Records of labeled points

--- begin ---

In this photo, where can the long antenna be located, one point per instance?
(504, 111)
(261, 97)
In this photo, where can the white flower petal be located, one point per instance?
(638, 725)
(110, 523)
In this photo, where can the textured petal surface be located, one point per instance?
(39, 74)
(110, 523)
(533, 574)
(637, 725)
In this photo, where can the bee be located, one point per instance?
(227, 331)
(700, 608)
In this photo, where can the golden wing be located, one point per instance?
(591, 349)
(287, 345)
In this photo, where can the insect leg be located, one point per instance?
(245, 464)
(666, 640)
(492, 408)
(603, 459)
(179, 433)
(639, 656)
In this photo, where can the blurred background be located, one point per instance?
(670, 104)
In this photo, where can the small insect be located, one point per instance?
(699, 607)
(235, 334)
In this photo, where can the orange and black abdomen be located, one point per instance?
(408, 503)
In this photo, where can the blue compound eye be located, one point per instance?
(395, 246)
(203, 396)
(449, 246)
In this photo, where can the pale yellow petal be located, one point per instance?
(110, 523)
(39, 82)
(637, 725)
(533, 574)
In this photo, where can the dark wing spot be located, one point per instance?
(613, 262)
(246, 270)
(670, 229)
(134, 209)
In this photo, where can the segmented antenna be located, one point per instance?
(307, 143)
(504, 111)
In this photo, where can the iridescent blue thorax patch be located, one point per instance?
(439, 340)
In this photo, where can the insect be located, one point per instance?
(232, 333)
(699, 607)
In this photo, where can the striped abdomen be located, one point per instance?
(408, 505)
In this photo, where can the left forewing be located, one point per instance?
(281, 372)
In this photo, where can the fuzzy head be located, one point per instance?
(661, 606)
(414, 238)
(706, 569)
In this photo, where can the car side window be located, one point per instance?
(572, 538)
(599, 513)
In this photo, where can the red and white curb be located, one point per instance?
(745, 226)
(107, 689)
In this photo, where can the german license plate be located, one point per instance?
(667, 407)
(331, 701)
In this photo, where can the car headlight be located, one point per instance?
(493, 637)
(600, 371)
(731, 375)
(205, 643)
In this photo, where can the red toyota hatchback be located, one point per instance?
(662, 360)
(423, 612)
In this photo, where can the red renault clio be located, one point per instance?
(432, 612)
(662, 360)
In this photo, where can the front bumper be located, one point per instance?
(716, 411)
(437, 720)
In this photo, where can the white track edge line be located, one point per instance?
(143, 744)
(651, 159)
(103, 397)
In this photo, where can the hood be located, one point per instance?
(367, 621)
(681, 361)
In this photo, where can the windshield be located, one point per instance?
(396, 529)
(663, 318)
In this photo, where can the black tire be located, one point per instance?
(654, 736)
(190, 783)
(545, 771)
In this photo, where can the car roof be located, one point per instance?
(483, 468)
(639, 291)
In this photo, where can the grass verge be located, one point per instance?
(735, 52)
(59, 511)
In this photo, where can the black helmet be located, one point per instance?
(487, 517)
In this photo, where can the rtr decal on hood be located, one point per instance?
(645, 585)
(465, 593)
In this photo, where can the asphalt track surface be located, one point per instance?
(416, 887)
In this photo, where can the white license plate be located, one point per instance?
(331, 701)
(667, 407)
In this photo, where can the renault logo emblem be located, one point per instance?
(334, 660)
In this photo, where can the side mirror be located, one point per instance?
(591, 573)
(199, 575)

--- end ---

Objective »
Repeat every one of the records word for word.

Output of the task »
In this photo, where can the long antenna be located, one point per instance?
(504, 111)
(261, 97)
In this photo, where can the white flower petal be located, one point per instance?
(638, 725)
(110, 523)
In this photo, where can the textured petal surface be located, one point per instance?
(39, 74)
(110, 523)
(533, 574)
(637, 725)
In this photo, where can the bee be located, one point per instance?
(227, 331)
(700, 608)
In this photo, where can the golden wing be located, one point per instance?
(591, 349)
(287, 345)
In this photo, where can the insect leg be located, one point per instance?
(245, 464)
(666, 640)
(492, 408)
(603, 459)
(179, 433)
(639, 656)
In this photo, where can the blurred background be located, one point per instance?
(670, 104)
In this photo, where can the small insect be located, one point per instance?
(699, 607)
(235, 334)
In this photo, where can the orange and black abdomen be located, one point per instance?
(408, 503)
In this photo, where can the blue compound eye be located, one point per instance?
(395, 246)
(203, 396)
(449, 246)
In this photo, where can the pale yellow petal be located, one point per instance?
(110, 523)
(39, 82)
(637, 725)
(533, 574)
In this photo, where can the dark wing spot be located, one point per instance?
(613, 262)
(246, 270)
(670, 229)
(134, 209)
In this photo, where can the segmented antenna be located, one point per instance?
(307, 143)
(504, 111)
In this photo, where can the iridescent blue thorax patch be located, one point per instance?
(439, 340)
In this photo, where can the insect be located, one point per instance?
(232, 333)
(699, 607)
In this photo, where can the striped abdomen be located, one point per instance?
(408, 505)
In this photo, where can the left forewing be located, one point per instance?
(281, 372)
In this photo, where can the fuzzy head be located, one point per instance?
(661, 606)
(414, 238)
(706, 569)
In this photo, where can the car side window be located, one point per instance?
(572, 538)
(599, 513)
In this photo, where can the red and white curb be located, one point per instance?
(745, 226)
(107, 689)
In this photo, where can the german license plate be located, one point per instance?
(667, 407)
(331, 701)
In this photo, where can the car headlight be located, one point per instance?
(493, 637)
(600, 371)
(731, 375)
(205, 643)
In this photo, where can the red toyota hatchback be located, one point per instance?
(662, 360)
(423, 612)
In this photo, where can the red renault clio be located, one point per instance?
(432, 612)
(662, 360)
In this photo, where can the front bumper be located, one point per instance?
(716, 411)
(437, 720)
In this photo, where can the white track edge line be located, one point per instance?
(143, 744)
(651, 159)
(103, 397)
In this photo, where can the hood be located, one point per instance?
(367, 621)
(681, 361)
In this photo, where can the windshield be located, one point per instance?
(396, 529)
(663, 318)
In this photo, where can the black tire be located, one point per instance?
(654, 736)
(190, 783)
(545, 771)
In this photo, where can the car roof be located, one point per instance?
(483, 468)
(639, 291)
In this photo, where can the grass verge be located, one point per instance?
(735, 52)
(59, 511)
In this photo, where can the black helmet be located, one point per instance?
(487, 517)
In this photo, where can the rtr decal on hood be located, one point per instance?
(645, 585)
(465, 593)
In this photo, where can the asphalt track surface be located, one point per instance?
(416, 887)
In this photo, where can the white license plate be located, one point per instance?
(331, 701)
(667, 407)
In this photo, where can the renault logo emblem be located, one point per instance?
(334, 660)
In this photo, where can the side mirror be located, one point per instance?
(591, 573)
(199, 575)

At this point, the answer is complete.